▶ Given instruction: How many lines in the records below contain the string "oven"? Reply with the number alone.

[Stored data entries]
▽

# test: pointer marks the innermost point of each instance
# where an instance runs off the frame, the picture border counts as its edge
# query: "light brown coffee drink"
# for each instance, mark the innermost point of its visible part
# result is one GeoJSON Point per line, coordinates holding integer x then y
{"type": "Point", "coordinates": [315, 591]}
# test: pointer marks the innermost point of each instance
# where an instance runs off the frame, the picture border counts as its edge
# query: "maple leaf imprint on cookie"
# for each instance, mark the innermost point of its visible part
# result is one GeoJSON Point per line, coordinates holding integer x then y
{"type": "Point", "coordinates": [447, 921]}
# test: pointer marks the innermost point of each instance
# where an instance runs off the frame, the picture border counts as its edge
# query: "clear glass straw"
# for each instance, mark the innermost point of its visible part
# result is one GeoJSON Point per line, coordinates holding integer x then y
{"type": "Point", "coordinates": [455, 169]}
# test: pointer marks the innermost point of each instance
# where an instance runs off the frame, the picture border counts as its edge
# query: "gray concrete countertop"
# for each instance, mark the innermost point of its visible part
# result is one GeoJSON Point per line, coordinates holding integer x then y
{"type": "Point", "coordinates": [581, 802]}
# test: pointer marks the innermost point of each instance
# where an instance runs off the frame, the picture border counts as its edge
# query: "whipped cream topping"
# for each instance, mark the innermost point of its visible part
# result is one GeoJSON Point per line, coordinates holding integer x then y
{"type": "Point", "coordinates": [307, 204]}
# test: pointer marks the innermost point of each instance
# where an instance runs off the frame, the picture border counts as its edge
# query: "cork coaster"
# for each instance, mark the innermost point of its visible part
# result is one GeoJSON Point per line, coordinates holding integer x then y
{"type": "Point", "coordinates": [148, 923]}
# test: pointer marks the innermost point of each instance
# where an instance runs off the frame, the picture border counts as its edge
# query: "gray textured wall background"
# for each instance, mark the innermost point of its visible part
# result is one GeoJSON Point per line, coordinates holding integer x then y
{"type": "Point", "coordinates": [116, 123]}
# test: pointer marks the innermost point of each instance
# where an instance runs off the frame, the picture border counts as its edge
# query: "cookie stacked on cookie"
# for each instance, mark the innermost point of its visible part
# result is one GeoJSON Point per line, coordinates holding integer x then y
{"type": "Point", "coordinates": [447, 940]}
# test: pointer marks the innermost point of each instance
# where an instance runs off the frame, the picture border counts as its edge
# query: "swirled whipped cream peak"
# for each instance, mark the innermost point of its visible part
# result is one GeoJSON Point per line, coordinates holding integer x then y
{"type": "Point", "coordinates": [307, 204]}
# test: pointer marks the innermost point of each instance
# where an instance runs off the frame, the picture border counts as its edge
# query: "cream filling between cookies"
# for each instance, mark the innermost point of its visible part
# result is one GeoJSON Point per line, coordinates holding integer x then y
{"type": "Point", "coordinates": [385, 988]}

△
▽

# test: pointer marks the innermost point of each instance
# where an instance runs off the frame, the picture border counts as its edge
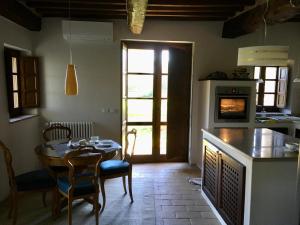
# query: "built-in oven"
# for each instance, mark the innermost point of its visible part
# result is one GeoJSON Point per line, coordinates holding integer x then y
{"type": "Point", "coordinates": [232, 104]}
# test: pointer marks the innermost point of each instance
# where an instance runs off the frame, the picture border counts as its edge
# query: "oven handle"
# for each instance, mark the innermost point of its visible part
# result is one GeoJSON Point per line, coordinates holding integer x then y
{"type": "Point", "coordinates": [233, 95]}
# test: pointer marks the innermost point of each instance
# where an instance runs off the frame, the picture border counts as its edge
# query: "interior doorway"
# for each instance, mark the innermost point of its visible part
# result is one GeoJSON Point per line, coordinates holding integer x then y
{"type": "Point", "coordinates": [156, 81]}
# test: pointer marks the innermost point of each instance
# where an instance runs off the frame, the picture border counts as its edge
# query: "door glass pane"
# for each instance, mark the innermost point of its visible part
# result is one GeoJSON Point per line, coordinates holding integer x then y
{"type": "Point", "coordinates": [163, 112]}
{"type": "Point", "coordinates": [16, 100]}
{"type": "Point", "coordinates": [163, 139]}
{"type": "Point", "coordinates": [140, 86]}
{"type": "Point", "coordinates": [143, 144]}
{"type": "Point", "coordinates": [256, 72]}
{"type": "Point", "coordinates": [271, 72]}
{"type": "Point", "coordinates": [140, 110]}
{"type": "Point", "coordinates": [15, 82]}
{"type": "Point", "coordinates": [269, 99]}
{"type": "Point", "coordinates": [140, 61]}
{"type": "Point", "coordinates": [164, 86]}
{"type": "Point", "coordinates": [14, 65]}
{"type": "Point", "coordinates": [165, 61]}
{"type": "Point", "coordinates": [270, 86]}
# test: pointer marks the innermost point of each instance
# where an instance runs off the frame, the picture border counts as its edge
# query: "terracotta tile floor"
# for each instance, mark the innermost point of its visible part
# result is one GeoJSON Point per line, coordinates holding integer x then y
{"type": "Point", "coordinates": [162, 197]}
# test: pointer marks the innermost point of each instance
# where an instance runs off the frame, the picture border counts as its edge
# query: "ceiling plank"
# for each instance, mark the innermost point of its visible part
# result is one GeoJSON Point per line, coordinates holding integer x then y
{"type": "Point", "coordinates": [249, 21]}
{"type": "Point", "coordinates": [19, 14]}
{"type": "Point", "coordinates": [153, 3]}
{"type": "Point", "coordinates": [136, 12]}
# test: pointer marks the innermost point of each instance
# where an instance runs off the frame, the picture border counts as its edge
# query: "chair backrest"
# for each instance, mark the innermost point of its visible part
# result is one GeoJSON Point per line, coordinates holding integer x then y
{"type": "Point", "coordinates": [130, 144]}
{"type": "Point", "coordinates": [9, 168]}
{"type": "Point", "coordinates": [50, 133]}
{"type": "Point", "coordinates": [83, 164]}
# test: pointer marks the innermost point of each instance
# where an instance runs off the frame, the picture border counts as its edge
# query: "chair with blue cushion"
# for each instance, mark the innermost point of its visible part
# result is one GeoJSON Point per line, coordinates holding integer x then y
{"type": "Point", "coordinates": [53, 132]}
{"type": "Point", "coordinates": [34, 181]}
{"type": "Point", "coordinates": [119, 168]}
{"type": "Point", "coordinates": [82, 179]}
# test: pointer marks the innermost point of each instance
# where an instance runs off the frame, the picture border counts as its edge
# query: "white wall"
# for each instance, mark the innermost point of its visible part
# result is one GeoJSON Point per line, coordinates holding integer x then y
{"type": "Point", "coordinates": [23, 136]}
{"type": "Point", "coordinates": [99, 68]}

△

▶ The solution: 2